§ Texto da página:
━━━━━━━━━━━━━━━━
Lama Anagarika Govinda (*)
A meditação sempre foi o
principal requisito da doutrina Budista de liberação. Entretanto, quanto mais
as mais diferentes técnicas de meditação, suas definições psicológicas e seus
princípios metafísicos e filosóficos eram explicados, classificados, e fixados
em comentários e sub comentários, mais as práticas de meditação eram
negligenciadas e sufocadas por discussões teóricas, regras e regulamentos
morais, e infindáveis recitações de textos sagrados.
A reação foi uma revolta contra
as escrituras e a erudição e um retorno a uma experiência mais direta e
espontânea. Ao pedantismo de um pensamento escolástico e de lógica intelectual
opôs-se a ferramenta do paradoxo que, qual uma afiada espada, cortou os nós de
problemas artificialmente criados com a velocidade do relâmpago o que nos dá um
relance da verdadeira natureza das coisas. O paradoxo, entretanto, é uma espada
de dois gumes. Tão logo ele se torna algo rotineiro, destrói a própria coisa
que ajudou a revelar. A força de um paradoxo, como a de uma espada, está no
inesperado e na velocidade com que ela é manejada; por outro lado não é melhor
do que a faca nas mãos de um açougueiro.
Um fino exemplo é a estória de
dois monges chineses que mantinham uma disputa a respeito de uma bandeira
movendo-se ao vento. Um sustentava que a bandeira estava se movendo; o outro de
que era o vento que a movia. Hui – Neng, o Sexto Patriarca na China, que ouvia
por acaso a discussão, disse: “Nem o vento nem a bandeira estão se movendo, é a
mente de vocês que está se movendo.” Mas Mummon, um Patriarca Japonês do século
XIII, não satisfeito com esta resposta, foi um passo além e disse: “Nem o
vento, nem a bandeira, nem a mente estão se movendo,” referindo-se ao princípio
essencial de sunyata, no qual não há
nem o ir nem o vir, mas no qual ambos os aspectos subjetivos e objetivos da
realidade estão incluídos.
Esta realidade além dos opostos,
contudo, não deve ser separada ou abstraída de seus expoentes; a
transitoriedade não deve ser separada da eternidade. A mais perfeita auto
expressão individual é a descrição mais objetiva do mundo. O maior dos artistas
é aquele que expressa o que é sentido por todos. Mas como é que ele faz isto?
━━━━━━━━━━━━━━━━
§ Registros selecionados:
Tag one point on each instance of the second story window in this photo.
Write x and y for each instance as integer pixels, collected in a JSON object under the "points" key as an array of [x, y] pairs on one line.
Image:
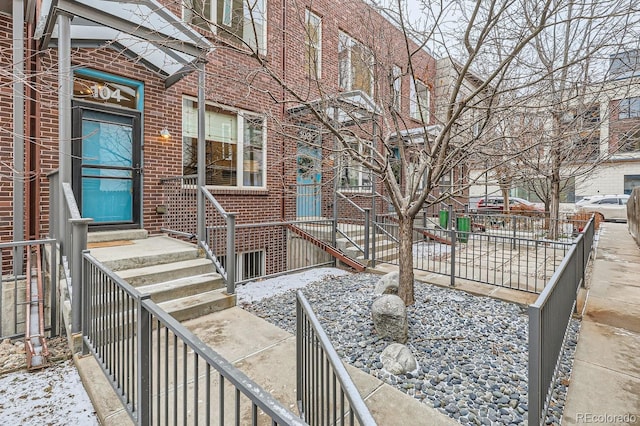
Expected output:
{"points": [[420, 99], [241, 21], [629, 108], [355, 65], [235, 146], [313, 40]]}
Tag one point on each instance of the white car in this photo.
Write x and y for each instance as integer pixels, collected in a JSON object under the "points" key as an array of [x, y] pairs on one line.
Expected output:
{"points": [[608, 207]]}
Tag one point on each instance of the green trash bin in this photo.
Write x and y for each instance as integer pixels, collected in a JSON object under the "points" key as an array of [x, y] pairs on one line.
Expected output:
{"points": [[444, 218], [463, 226]]}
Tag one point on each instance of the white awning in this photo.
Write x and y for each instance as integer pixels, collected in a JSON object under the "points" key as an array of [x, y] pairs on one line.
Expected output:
{"points": [[143, 29]]}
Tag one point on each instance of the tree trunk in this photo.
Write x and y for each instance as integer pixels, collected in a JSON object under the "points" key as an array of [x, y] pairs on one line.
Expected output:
{"points": [[554, 208], [405, 285]]}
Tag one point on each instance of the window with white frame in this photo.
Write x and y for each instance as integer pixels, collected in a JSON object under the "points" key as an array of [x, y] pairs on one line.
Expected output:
{"points": [[396, 74], [355, 65], [353, 175], [629, 141], [313, 40], [629, 108], [420, 98], [235, 20], [235, 146]]}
━━━━━━━━━━━━━━━━
§ Lista de tarefas:
(A) No texto sobre meditação, quem disse que nem o vento nem a bandeira estão se movendo, mas sim a mente dos monges?
(B) Diga se cada afirmação a seguir está de acordo com o texto sobre meditação: (i) Mummon foi um Patriarca Japonês do século XIII; (ii) o paradoxo é uma espada de um só gume; (iii) a transitoriedade deve ser separada da eternidade.
(C) Reproduza fielmente o trecho do texto sobre meditação que se inicia com as palavras que contêm "A reação foi" e se encerra com "de um açougueiro.".

§ Soluções dos exercícios:
(A) Hui – Neng, o Sexto Patriarca na China.

(B)
(i) Sim: "Mummon, um Patriarca Japonês do século XIII".
(ii) Não: "O paradoxo, entretanto, é uma espada de dois gumes."
(iii) Não: "a transitoriedade não deve ser separada da eternidade."

(C)
A reação foi uma revolta contra
as escrituras e a erudição e um retorno a uma experiência mais direta e
espontânea. Ao pedantismo de um pensamento escolástico e de lógica intelectual
opôs-se a ferramenta do paradoxo que, qual uma afiada espada, cortou os nós de
problemas artificialmente criados com a velocidade do relâmpago o que nos dá um
relance da verdadeira natureza das coisas. O paradoxo, entretanto, é uma espada
de dois gumes. Tão logo ele se torna algo rotineiro, destrói a própria coisa
que ajudou a revelar. A força de um paradoxo, como a de uma espada, está no
inesperado e na velocidade com que ela é manejada; por outro lado não é melhor
do que a faca nas mãos de um açougueiro.